_WHAT IS EXPECTED:_
Recast the listing below as a Markdown table with the columns Row and Line, numbering each nonblank line in its own row. Omit the pictures.

*****

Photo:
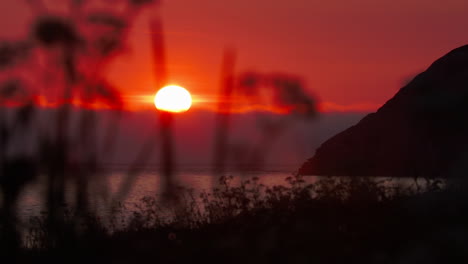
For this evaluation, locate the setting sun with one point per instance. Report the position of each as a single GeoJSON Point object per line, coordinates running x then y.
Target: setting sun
{"type": "Point", "coordinates": [173, 98]}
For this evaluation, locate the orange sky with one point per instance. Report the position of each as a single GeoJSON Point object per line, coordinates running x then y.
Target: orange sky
{"type": "Point", "coordinates": [353, 54]}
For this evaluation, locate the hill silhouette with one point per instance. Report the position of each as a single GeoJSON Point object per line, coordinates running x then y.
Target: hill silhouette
{"type": "Point", "coordinates": [420, 132]}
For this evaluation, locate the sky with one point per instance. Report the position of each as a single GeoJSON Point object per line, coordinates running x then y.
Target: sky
{"type": "Point", "coordinates": [353, 55]}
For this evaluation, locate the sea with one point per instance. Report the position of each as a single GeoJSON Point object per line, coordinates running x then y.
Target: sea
{"type": "Point", "coordinates": [114, 184]}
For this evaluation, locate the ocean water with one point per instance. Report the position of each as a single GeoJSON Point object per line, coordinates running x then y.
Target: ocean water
{"type": "Point", "coordinates": [115, 184]}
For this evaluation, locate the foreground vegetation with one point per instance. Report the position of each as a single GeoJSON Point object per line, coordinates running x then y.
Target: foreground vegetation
{"type": "Point", "coordinates": [331, 221]}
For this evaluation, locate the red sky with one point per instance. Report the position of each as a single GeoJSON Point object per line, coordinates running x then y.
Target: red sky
{"type": "Point", "coordinates": [353, 54]}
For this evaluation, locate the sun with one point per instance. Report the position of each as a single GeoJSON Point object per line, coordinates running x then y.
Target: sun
{"type": "Point", "coordinates": [173, 98]}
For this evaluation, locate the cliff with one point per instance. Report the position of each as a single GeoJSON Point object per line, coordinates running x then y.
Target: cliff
{"type": "Point", "coordinates": [421, 131]}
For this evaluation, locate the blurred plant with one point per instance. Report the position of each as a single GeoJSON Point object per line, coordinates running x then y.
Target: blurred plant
{"type": "Point", "coordinates": [72, 50]}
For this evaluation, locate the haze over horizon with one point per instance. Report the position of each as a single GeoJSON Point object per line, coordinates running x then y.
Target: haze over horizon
{"type": "Point", "coordinates": [354, 66]}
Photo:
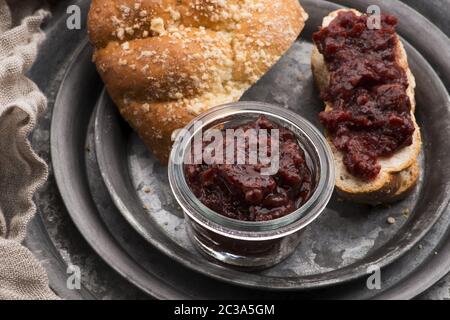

*****

_FULL RESPONSE:_
| Row | Line |
|---|---|
| 1 | Photo: |
| 2 | For this evaluation, locate the setting sun with one point per instance. Report the position of each as a single GeoJSON Point object per line, coordinates running x then y. |
| 3 | Target: setting sun |
| 4 | {"type": "Point", "coordinates": [173, 98]} |
| 5 | For this evaluation, locate the orange sky with one point per instance. Report the position of each as a single GeoJSON Point object per line, coordinates running x then y. |
| 6 | Target: orange sky |
| 7 | {"type": "Point", "coordinates": [353, 54]} |
| 8 | For this evaluation, locate the hill silhouette with one point per instance. Report the position of each as a single GeoJSON Point object per line, coordinates running x then y. |
| 9 | Target: hill silhouette |
| 10 | {"type": "Point", "coordinates": [420, 132]} |
| 11 | For this evaluation, locate the sky with one point per instance. Report the position of each as a single GeoJSON Point object per line, coordinates running x then y. |
| 12 | Target: sky |
| 13 | {"type": "Point", "coordinates": [353, 55]} |
| 14 | For this evaluation, locate the sea with one point per instance. Report the position of each as a single GeoJSON Point object per line, coordinates running x then y. |
| 15 | Target: sea |
| 16 | {"type": "Point", "coordinates": [114, 184]} |
| 17 | For this evaluation, locate the ocean water with one point per instance. Report the position of each as a single GeoJSON Point object per line, coordinates running x then y. |
| 18 | Target: ocean water |
| 19 | {"type": "Point", "coordinates": [115, 184]} |
| 20 | For this evaluation, locate the foreground vegetation with one point per instance. Report the position of each as a single GeoJSON Point object per line, coordinates running x then y. |
| 21 | Target: foreground vegetation |
| 22 | {"type": "Point", "coordinates": [331, 221]} |
| 23 | For this evaluation, locate the red sky with one point per instance. Report the position of each as a single GeoJSON Point object per line, coordinates running x then y. |
| 24 | Target: red sky |
| 25 | {"type": "Point", "coordinates": [353, 54]} |
| 26 | For this evaluation, locate the sun with one point per instance. Report the position of each as a single GeoJSON Point object per line, coordinates running x then y. |
| 27 | Target: sun |
| 28 | {"type": "Point", "coordinates": [173, 98]} |
| 29 | For this evaluation, locate the cliff with one point per instance. Report the position of each as a single GeoJSON Point object per line, coordinates running x then y. |
| 30 | Target: cliff |
| 31 | {"type": "Point", "coordinates": [421, 131]} |
| 32 | For this evaluation, locate the blurred plant with one point per instance. Report the position of each as a single GeoJSON Point object per line, coordinates running x then y. |
| 33 | Target: blurred plant |
| 34 | {"type": "Point", "coordinates": [72, 50]} |
| 35 | For this evaluation, locate the haze over horizon with one point per instance. Report the position of each as a single GeoJSON Point object per line, coordinates running x then y. |
| 36 | Target: haze over horizon |
| 37 | {"type": "Point", "coordinates": [354, 66]} |
| 38 | Photo: |